*** Opening Task input ***

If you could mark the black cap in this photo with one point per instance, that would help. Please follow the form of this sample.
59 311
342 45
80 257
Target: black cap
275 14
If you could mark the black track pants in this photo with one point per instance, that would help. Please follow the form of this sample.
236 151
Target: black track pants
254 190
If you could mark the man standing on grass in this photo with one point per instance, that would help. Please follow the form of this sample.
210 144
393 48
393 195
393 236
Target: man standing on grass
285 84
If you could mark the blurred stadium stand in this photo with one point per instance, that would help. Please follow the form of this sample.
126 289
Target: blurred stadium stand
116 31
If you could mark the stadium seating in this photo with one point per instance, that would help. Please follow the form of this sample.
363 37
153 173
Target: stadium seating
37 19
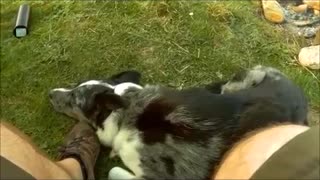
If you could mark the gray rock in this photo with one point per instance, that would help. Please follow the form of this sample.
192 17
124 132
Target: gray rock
309 32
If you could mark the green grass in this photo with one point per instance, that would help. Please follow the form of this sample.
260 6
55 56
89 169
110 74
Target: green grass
71 41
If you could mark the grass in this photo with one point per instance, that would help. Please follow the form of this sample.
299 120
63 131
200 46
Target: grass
71 40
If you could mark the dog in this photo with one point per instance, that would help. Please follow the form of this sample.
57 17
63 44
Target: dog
268 82
160 132
79 102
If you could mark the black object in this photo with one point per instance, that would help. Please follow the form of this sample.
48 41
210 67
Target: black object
21 28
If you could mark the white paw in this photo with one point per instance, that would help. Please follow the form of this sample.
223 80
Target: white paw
117 173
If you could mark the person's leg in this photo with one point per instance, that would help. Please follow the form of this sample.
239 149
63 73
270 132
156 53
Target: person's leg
19 150
248 156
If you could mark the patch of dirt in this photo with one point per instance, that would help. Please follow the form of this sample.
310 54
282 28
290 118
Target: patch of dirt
300 19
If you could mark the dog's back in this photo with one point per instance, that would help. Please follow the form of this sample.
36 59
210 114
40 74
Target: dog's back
185 133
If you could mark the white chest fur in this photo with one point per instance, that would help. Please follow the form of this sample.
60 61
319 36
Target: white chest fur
124 142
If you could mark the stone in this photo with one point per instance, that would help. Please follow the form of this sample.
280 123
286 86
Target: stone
315 4
273 11
300 9
309 32
310 57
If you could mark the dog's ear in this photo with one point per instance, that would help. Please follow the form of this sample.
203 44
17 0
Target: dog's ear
126 76
102 105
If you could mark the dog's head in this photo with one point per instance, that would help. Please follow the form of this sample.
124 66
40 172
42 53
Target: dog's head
89 100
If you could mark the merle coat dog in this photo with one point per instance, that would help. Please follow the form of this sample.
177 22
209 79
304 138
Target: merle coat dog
165 133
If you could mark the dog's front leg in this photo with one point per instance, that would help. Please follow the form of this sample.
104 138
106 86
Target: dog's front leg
118 173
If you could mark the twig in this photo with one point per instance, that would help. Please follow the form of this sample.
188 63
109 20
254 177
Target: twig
185 50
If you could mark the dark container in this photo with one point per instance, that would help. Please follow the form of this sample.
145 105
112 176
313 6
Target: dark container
21 27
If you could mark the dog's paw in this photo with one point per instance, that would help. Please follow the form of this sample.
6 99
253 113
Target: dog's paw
117 173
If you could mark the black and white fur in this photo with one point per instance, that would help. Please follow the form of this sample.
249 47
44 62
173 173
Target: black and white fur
82 102
160 132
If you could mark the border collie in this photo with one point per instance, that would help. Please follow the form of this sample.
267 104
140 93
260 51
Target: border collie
165 133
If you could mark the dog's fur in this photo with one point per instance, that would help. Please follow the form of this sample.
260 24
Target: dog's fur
82 102
160 132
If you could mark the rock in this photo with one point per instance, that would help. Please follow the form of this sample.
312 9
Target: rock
300 9
309 32
316 40
272 11
310 57
301 23
315 4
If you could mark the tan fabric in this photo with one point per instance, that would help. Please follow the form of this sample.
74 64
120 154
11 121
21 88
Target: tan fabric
298 159
8 170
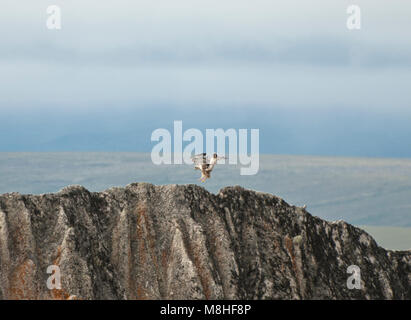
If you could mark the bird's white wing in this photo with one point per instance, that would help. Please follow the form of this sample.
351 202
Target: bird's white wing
200 159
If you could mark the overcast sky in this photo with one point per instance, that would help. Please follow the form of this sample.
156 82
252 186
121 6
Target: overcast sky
195 54
260 52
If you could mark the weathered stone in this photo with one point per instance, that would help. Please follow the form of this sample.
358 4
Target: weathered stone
182 242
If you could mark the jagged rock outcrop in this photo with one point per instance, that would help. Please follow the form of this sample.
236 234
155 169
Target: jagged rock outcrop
164 242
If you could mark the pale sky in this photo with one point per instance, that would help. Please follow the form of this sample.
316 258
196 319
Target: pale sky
183 52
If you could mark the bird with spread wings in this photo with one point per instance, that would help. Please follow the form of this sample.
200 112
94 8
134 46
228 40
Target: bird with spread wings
205 164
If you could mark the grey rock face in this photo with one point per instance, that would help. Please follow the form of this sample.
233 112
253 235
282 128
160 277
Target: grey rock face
164 242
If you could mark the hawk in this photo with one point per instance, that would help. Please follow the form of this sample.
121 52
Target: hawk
205 164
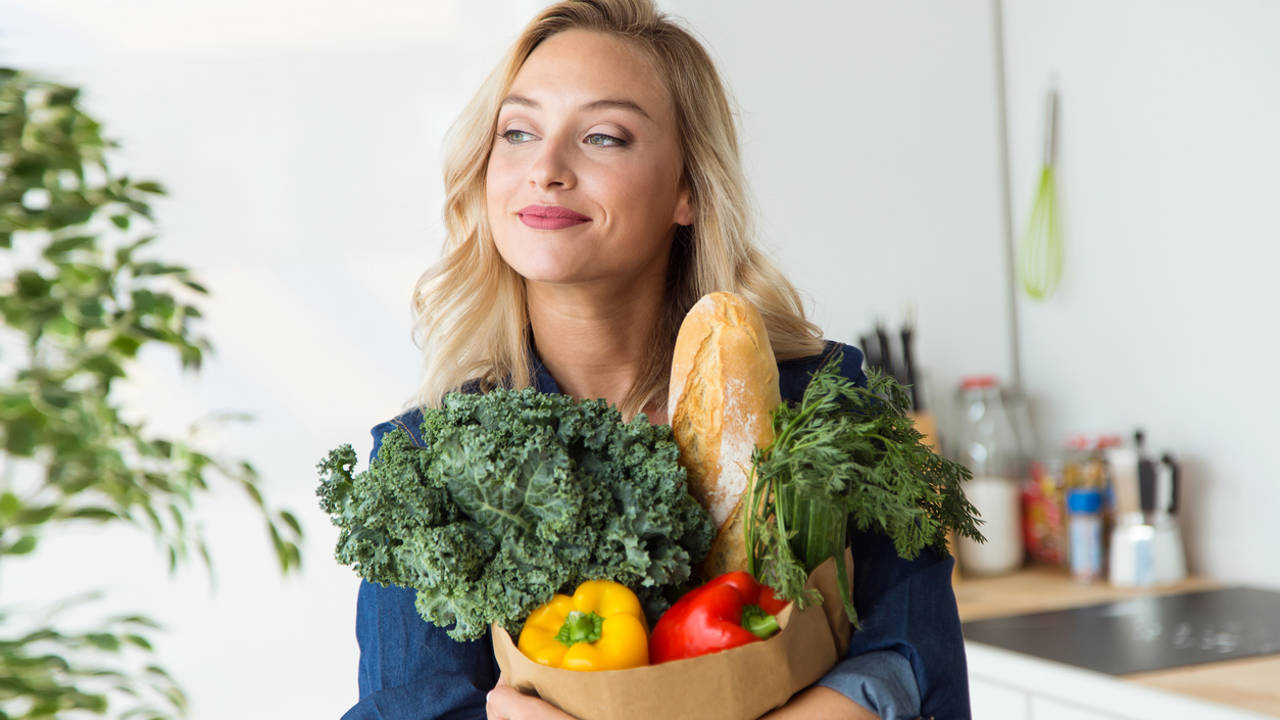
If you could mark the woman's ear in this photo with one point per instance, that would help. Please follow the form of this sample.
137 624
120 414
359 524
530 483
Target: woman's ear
684 205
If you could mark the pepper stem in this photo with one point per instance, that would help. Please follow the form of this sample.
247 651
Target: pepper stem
758 621
580 628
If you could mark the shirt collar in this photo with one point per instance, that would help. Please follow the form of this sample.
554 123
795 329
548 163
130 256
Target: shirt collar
543 379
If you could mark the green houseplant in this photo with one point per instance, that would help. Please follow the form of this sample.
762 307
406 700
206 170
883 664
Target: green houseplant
80 297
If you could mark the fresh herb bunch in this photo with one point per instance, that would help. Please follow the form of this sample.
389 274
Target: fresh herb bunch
512 497
848 459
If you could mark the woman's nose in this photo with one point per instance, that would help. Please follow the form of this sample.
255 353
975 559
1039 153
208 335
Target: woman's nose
552 164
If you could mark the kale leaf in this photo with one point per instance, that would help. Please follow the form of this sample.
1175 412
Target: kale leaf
512 497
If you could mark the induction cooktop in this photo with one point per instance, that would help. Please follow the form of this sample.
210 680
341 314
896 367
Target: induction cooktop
1141 634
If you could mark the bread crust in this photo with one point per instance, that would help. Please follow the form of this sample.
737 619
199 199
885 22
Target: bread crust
723 390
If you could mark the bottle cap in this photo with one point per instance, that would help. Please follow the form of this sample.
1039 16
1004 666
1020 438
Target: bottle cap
1084 500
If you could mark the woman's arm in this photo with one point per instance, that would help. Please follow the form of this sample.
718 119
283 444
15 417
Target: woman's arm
908 657
821 703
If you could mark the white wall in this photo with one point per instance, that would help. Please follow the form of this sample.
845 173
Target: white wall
871 141
1169 182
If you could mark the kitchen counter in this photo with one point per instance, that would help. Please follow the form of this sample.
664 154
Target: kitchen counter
1008 684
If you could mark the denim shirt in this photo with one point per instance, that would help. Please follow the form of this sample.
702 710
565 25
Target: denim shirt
905 661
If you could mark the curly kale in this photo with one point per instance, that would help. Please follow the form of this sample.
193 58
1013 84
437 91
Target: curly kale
512 497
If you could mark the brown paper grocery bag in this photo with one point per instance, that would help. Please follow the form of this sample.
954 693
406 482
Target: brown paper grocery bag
736 684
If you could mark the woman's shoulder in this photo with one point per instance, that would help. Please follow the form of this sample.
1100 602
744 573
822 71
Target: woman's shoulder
411 419
794 374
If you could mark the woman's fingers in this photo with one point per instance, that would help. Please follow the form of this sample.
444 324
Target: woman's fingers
506 702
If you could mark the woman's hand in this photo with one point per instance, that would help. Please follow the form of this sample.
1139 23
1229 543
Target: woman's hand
506 702
821 703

*** Closing Task input ***

> What the task requires
Each line above should be written out again exactly, without any image.

> Written reply
If you could mark the black cap in this photo with one point per instance, that would help. Please follow the form of this sample.
59 311
342 45
80 257
Target: black cap
275 14
If you could mark the black track pants in this photo with one point per instance, that would help. Please follow the form of this sample.
236 151
Target: black track pants
254 190
If you could mark the man standing on grass in this photo with one point per instance, that would help. Please follow the form of this sample.
210 144
393 48
393 195
393 236
Target: man standing on grass
285 84
If you could mark the blurred stadium stand in this photo with one point per instance, that would help. Please follow the form of this sample.
126 289
Target: blurred stadium stand
116 31
If you could mark the stadium seating in this photo with one point per instance, that would help. Please follow the form of this sample.
363 37
153 173
Target: stadium seating
37 19
If you could mark the gray rock in this photo with one point per instance, that would help. Please follow the form of this sample.
192 17
124 132
Target: gray rock
309 32
If you could mark the green grass in this photo with one point per instance, that would help. Please follow the form of this sample.
260 6
55 56
89 169
110 74
Target: green grass
71 41
If you could mark the grass in this photo with one point per instance, that would help. Please follow the form of this sample.
299 120
63 131
200 46
Target: grass
71 40
If you could mark the dog in this photo with one point per instance, that would help. Please follow the form of this sample.
57 17
63 44
Target: dog
268 82
160 132
79 102
If you could mark the black object in this photo with one point per instance, that would help. Please follow the form of this sample.
48 41
210 67
Target: black object
21 28
If you could mark the white paw in this photo with one point per instance, that would help. Please follow the form of this sample.
223 80
Target: white paw
117 173
If you could mark the person's leg in this photo with one point per instance, that would help. Please follow the form of this sample.
239 149
63 73
270 132
156 53
Target: person's leg
19 150
248 156
If you could mark the patch of dirt in this photo with one point per instance, that would help. Please follow the form of this sample.
310 54
282 28
290 118
Target: patch of dirt
300 19
If you could mark the dog's back in this photo with one point per instance, that would help. Please follow the form of this sample.
36 59
210 114
40 74
Target: dog's back
185 133
If you could mark the white chest fur in this photo with one point per instance, that would help. Please follow the form of this sample.
60 61
319 36
Target: white chest fur
124 142
If you could mark the stone in this photo with one point per instance, that would help. Please follow the form of this sample.
280 123
286 86
Target: stone
315 4
273 11
300 9
309 32
310 57
If you could mark the dog's ear in this photo with one point per instance, that would help. Please follow the form of this sample.
203 44
17 0
Target: dog's ear
126 76
102 105
If you could mark the dog's head in this photo with one point per instance, that would help. Please follow the form of this sample.
124 66
40 172
42 53
Target: dog's head
89 100
If you could mark the merle coat dog in this photo with one point per instance, that would help. Please follow the form of this sample.
177 22
209 79
304 138
Target: merle coat dog
165 133
If you could mark the dog's front leg in this photo with one point per instance, that would help. Please follow the form of this sample.
104 138
106 86
Target: dog's front leg
118 173
If you could mark the twig in this photo with one point per instance, that would help. Please follow the form of this sample.
188 63
109 20
254 177
Target: twig
185 50
If you could mark the dark container in this photo with one point per instance, that would help. Please follow the form of this sample.
145 105
112 176
313 6
Target: dark container
21 27
If you could mark the dog's paw in this photo with one point per instance, that would help. Please follow the form of this sample.
6 99
253 113
Target: dog's paw
117 173
If you could mark the black and white fur in this photo with one point per instance, that would help. Please follow the form of this sample.
249 47
44 62
173 173
Target: black and white fur
82 102
160 132
If you could mark the border collie in this photo with one point per instance, that would help. Please follow the form of this sample.
267 104
140 93
260 51
Target: border collie
165 133
If you could mark the dog's fur in this photo with one point per instance, that would help. Please follow the form of this sample.
260 24
Target: dog's fur
82 102
160 132
If you could mark the rock in this photo with one point per instance, that would help. Please follow the form of this sample.
312 9
Target: rock
300 9
309 32
316 40
272 11
310 57
301 23
315 4
If you could mark the tan fabric in this photo with one point per instance, that would help. Please follow the form of this sample.
74 64
120 154
11 121
21 88
Target: tan fabric
298 159
8 170
If you could mark the bird's white wing in this photo with one point per instance, that would help. Please follow the form of this sample.
351 202
Target: bird's white wing
200 159
If you could mark the overcast sky in this photo with one point per instance, that would help. Please follow the form of this sample.
156 82
252 186
121 6
Target: overcast sky
195 54
260 52
If you could mark the weathered stone in this photo with one point per instance, that would help. Please follow the form of this sample.
358 4
Target: weathered stone
182 242
If you could mark the jagged rock outcrop in this photo with one point per instance, that would help. Please follow the form of this sample.
236 234
155 169
Target: jagged rock outcrop
164 242
If you could mark the pale sky in this photo with one point per instance, that would help. Please follow the form of this sample.
316 258
196 319
Target: pale sky
183 52
If you could mark the bird with spread wings in this photo with one point per instance, that would help. Please follow the form of this sample.
200 112
94 8
134 46
228 40
Target: bird with spread wings
205 164
If you could mark the grey rock face in this photo with one point per instance, that would help. Please follow the form of this sample.
233 112
253 235
282 128
160 277
Target: grey rock face
164 242
If you could mark the hawk in this photo with one point per instance, that would help. Please follow the form of this sample.
121 52
Target: hawk
205 164
If you could mark the woman's ear in this photo with one point per instance, that would help. Please follow the form of this sample.
137 624
120 414
359 524
530 483
Target: woman's ear
684 205
If you could mark the pepper stem in this photo with one point per instance, that would help. Please follow the form of this sample.
247 651
Target: pepper stem
758 621
580 628
If you could mark the shirt collar in this photo with one point per instance, that would help. Please follow the form of this sample.
554 123
795 329
548 163
130 256
Target: shirt collar
543 379
If you could mark the green houseplant in this photo with one point per instance, that would help. Please follow the form of this sample.
762 307
406 700
206 170
883 664
Target: green houseplant
80 297
If you could mark the fresh herb bunch in this photo with one point per instance, that would help. Please follow the form of this sample.
389 274
Target: fresh herb bunch
512 497
848 459
If you could mark the woman's nose in this photo with one point per instance, that would help. Please follow the form of this sample.
255 353
975 559
1039 153
208 335
Target: woman's nose
552 164
If you could mark the kale leaf in this photo with one point per instance, that would help. Please follow the form of this sample.
1175 412
Target: kale leaf
512 497
If you could mark the induction cooktop in this photo with one point per instance, that would help. Please follow the form of this sample.
210 680
341 314
896 367
Target: induction cooktop
1141 634
If you could mark the bread crust in this photo with one point per instance, that would help. Please follow the form of this sample.
737 619
199 199
885 22
Target: bread crust
723 390
If you could mark the bottle cap in this photo with one point per instance, that would help. Please follow the form of this sample.
1039 16
1004 666
1020 438
Target: bottle cap
1084 500
If you could mark the woman's arm in this photo with one point per instance, that would help. Please follow the form of this sample.
718 119
283 444
15 417
Target: woman's arm
908 657
821 703
If you could mark the white wall in this photo with one point per instance, that would help. Please follow the form of this sample.
845 173
Target: white wall
871 141
1169 182
If you could mark the kitchen counter in this photo with one point per instance, that would help. Please follow the form of this sample.
664 154
Target: kitchen counter
1008 684
If you could mark the denim shirt in this photo with one point per instance, that would help. Please follow the form of this sample.
702 710
565 25
Target: denim shirt
905 661
If you could mark the curly kale in this photo with one point per instance, that would help. Please follow the form of this sample.
193 58
1013 84
437 91
Target: curly kale
512 497
If you could mark the brown paper grocery bag in this photo with one point per instance, that would help. Please follow the form of this sample.
954 693
406 482
Target: brown paper grocery bag
736 684
If you could mark the woman's shoulder in this photo with one point per instance, that would help. Please follow the form of this sample.
1100 602
744 573
822 71
Target: woman's shoulder
411 419
794 374
If you could mark the woman's fingers in this photo with one point per instance, that would help. Please follow the form of this sample.
444 324
Target: woman's fingers
506 702
If you could mark the woman's hand in this photo with one point per instance, that would help. Please follow the form of this sample.
1139 23
1229 543
Target: woman's hand
506 702
821 703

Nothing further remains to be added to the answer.